> [STORED RECORDS]
-- -- --
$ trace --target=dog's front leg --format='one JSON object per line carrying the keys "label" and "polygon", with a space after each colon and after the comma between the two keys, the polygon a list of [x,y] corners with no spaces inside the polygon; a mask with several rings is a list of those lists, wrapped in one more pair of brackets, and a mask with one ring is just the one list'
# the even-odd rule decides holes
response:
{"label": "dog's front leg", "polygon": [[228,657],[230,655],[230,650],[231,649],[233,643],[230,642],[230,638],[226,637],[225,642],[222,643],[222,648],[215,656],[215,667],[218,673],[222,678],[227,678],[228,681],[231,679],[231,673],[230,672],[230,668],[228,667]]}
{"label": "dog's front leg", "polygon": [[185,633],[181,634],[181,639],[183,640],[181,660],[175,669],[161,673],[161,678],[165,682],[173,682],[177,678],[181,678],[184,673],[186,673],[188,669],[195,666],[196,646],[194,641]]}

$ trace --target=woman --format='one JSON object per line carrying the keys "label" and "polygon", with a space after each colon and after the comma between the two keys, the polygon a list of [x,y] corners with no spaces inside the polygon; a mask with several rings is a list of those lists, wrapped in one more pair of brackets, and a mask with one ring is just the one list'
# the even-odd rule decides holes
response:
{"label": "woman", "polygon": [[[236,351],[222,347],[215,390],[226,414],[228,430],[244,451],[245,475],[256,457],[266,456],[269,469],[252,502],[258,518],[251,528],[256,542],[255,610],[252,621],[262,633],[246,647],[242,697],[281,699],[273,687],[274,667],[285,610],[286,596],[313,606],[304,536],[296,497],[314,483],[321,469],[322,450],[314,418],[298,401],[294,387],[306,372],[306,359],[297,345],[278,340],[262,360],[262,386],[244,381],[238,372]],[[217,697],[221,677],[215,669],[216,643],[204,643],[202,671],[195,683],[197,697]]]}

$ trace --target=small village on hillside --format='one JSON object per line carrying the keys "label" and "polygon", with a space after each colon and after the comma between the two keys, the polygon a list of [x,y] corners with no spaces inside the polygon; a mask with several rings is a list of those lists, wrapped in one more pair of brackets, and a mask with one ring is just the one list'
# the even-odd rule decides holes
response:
-- -- --
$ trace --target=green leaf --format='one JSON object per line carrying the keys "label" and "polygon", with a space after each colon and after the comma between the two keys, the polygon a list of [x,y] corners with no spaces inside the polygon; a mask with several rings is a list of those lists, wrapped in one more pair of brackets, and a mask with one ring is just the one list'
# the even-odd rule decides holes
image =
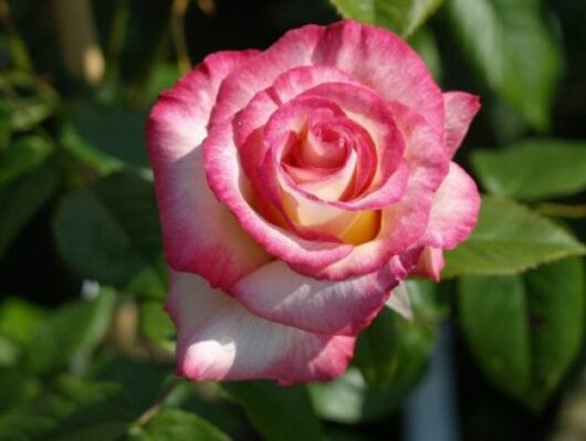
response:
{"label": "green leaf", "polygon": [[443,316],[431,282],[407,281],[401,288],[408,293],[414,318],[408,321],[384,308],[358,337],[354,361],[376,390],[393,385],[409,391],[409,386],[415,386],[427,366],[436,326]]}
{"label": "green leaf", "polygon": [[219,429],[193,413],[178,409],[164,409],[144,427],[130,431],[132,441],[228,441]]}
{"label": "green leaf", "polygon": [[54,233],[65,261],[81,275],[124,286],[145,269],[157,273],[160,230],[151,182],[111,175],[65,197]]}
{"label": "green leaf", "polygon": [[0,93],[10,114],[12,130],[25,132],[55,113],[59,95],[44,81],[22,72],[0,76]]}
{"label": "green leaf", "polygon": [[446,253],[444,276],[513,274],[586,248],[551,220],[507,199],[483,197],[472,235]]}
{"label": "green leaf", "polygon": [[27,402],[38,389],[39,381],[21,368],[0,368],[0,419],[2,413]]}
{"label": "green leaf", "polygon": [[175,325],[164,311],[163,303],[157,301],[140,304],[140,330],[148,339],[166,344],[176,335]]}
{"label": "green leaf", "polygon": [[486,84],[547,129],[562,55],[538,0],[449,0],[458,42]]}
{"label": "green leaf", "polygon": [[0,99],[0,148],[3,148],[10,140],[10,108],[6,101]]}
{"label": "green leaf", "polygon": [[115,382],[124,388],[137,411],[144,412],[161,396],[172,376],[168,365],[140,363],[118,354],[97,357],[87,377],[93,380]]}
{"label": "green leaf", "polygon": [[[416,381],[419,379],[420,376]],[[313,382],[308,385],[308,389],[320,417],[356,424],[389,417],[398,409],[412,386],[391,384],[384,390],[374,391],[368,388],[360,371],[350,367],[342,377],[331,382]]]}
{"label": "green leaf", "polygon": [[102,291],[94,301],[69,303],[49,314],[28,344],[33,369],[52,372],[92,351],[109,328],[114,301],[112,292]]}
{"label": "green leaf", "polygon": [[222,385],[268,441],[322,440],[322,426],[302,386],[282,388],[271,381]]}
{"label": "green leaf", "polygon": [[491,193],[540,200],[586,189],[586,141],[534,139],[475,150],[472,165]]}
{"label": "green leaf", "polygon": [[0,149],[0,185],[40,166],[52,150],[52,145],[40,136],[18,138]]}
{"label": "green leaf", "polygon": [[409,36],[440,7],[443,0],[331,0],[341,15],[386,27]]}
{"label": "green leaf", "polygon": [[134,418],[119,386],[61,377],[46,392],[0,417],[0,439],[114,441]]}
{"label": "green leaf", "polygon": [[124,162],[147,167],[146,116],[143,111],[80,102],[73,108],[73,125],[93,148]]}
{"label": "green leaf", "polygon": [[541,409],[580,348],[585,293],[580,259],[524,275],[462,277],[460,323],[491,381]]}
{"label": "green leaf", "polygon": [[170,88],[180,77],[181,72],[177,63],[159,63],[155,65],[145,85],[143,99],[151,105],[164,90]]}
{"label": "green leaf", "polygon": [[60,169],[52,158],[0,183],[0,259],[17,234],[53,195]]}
-- -- --
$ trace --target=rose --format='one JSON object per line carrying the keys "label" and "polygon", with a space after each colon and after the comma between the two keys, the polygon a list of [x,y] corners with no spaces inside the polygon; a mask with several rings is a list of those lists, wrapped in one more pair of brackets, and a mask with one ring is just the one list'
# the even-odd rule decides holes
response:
-- -- --
> [EXERCISE DESCRIPTION]
Locate each line in the records that contains the string "woman" and copy it out. Case counts, so a match must have the same capitalization.

> [SOLUTION TO THE PROBLEM]
$ trace --target=woman --format='one JSON object per line carrying the keys "label" and "polygon", with a space after each colon and after the comma between the two keys, the polygon a list of [x,y] corners with no spaces inside the polygon; a mask with several rings is a list of those lists, wrapped in one more pair of brackets, and a mask with one ring is just the one list'
{"label": "woman", "polygon": [[[236,351],[222,347],[215,390],[226,414],[228,430],[244,451],[245,475],[256,457],[266,456],[269,469],[252,502],[258,518],[251,528],[256,542],[255,610],[252,621],[262,633],[246,647],[242,697],[281,699],[273,687],[274,667],[285,610],[286,596],[313,606],[304,536],[296,497],[314,483],[321,469],[322,450],[314,418],[298,401],[294,387],[306,372],[306,359],[297,345],[278,340],[262,360],[262,386],[244,381],[238,372]],[[217,697],[221,677],[215,669],[216,643],[204,643],[202,671],[195,683],[197,697]]]}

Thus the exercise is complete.